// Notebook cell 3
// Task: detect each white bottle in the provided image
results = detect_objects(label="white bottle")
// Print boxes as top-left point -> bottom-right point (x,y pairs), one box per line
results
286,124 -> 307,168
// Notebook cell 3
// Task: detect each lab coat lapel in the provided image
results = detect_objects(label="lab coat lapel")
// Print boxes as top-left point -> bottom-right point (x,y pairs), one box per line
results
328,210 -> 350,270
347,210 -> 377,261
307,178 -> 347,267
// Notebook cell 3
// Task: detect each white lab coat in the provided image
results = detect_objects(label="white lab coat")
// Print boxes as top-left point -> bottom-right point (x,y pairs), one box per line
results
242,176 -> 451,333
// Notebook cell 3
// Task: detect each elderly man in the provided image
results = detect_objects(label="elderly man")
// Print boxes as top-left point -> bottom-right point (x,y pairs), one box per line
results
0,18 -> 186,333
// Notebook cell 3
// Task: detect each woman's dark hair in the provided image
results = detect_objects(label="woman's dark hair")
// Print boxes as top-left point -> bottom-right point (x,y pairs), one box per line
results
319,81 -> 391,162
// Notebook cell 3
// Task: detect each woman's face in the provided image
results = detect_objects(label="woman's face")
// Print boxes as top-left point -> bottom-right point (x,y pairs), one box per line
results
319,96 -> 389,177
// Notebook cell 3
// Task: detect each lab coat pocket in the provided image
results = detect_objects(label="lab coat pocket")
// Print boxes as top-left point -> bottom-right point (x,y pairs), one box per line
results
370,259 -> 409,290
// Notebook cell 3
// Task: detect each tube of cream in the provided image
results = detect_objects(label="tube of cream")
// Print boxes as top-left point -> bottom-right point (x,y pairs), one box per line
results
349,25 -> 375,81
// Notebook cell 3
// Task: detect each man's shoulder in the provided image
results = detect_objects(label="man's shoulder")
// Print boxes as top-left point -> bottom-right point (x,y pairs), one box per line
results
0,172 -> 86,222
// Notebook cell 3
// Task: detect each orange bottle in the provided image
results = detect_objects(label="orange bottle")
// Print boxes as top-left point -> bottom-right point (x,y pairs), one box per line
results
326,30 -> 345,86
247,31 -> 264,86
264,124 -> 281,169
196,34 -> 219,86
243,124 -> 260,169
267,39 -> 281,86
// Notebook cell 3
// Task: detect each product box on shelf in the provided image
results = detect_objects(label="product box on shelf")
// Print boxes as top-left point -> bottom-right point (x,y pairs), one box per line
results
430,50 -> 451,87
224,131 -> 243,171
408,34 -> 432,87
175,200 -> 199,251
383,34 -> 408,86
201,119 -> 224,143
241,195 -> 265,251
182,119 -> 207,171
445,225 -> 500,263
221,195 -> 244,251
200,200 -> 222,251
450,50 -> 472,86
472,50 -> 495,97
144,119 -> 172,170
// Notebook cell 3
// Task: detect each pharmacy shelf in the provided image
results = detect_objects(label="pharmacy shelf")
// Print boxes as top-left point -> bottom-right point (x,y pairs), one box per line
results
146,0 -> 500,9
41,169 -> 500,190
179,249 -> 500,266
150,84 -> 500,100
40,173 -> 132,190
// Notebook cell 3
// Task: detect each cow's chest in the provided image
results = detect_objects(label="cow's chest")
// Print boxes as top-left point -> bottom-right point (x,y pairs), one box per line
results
....................
Problem to solve: Print every row above again, unchanged and in the same order.

Complete answer:
// Notebook cell 3
// Task: detect each white bottle in the provided image
results = detect_objects(label="white bottle")
// Print boxes as top-left point -> bottom-right point (x,y pairs), one box per line
results
286,124 -> 307,168
// Notebook cell 3
// Task: detect each lab coat lapel in the provided image
results = detect_objects(label="lab coat lapel")
// Print boxes as top-left point -> bottom-right point (x,y pairs), one box per line
results
328,210 -> 350,270
347,210 -> 377,261
307,178 -> 347,267
// Notebook cell 3
// Task: detect each white lab coat in the provided image
results = detect_objects(label="white lab coat")
// Print boxes as top-left point -> bottom-right point (x,y pairs), one box per line
results
242,176 -> 451,333
// Notebook cell 3
// Task: detect each elderly man in the provided image
results = detect_objects(label="elderly man")
// Print boxes as top-left point -> bottom-right point (x,y pairs), one box per line
results
0,18 -> 186,333
// Notebook cell 3
// Task: detect each woman's dark hair in the provided image
results = detect_objects(label="woman's dark hair")
// Print boxes as top-left point -> bottom-right point (x,y pairs), one box per line
results
319,81 -> 391,162
// Notebook cell 3
// Task: detect each woman's face in the provided image
results = detect_objects(label="woman's face")
// Print boxes as top-left point -> bottom-right point (x,y pairs), one box per line
results
319,96 -> 389,177
// Notebook cell 3
// Task: detect each lab coat pocket in the provided image
results = detect_objects(label="lab coat pocket")
// Print boxes as top-left point -> bottom-right point (x,y pairs), one box per line
results
370,259 -> 409,290
// Notebook cell 3
// Task: detect each tube of cream in the provided image
results = detect_objects(label="tube of cream")
// Print boxes as top-left point -> bottom-right point (x,y pairs), one box per line
results
349,25 -> 375,81
// Notebook cell 3
// Task: detect each man's shoulder in the provided image
results = detect_objects(label="man's shoulder")
// Print boxes as top-left point -> bottom-right point (x,y pairs), one box per line
results
0,172 -> 86,222
// Notebook cell 3
// Task: detect each orange bottle in the provided image
results = detect_objects(label="orange bottle")
// Print boxes as top-left point -> bottom-right point (x,y pairs), one box per line
results
326,30 -> 345,86
247,31 -> 264,86
264,124 -> 281,169
196,34 -> 219,86
243,124 -> 260,169
267,39 -> 281,86
// Notebook cell 3
// Task: detect each product box on shelf in the provided image
results = detect_objects(label="product box on shelf")
// Print boxes as top-left point -> bottom-right point (x,y pairs), one box per line
results
430,50 -> 451,87
224,131 -> 243,171
408,34 -> 432,87
175,200 -> 199,251
383,34 -> 408,86
201,119 -> 224,143
241,195 -> 265,251
182,119 -> 207,171
445,225 -> 500,263
221,195 -> 244,251
200,200 -> 222,251
450,50 -> 472,86
472,50 -> 495,97
144,119 -> 172,170
// Notebook cell 3
// Task: detect each pharmacy shelf in the provided image
results = detect_objects(label="pharmacy shelf")
// Print boxes as top-left point -> bottom-right point (x,y pairs), one box per line
results
146,0 -> 500,9
41,169 -> 500,190
179,249 -> 500,266
150,84 -> 500,100
40,173 -> 132,190
// Notebook cell 3
// Task: detect each cow's chest in the provided image
results = detect_objects(label="cow's chest")
// Print boxes as top-left point -> bottom-right point (x,y pairs), one box per line
results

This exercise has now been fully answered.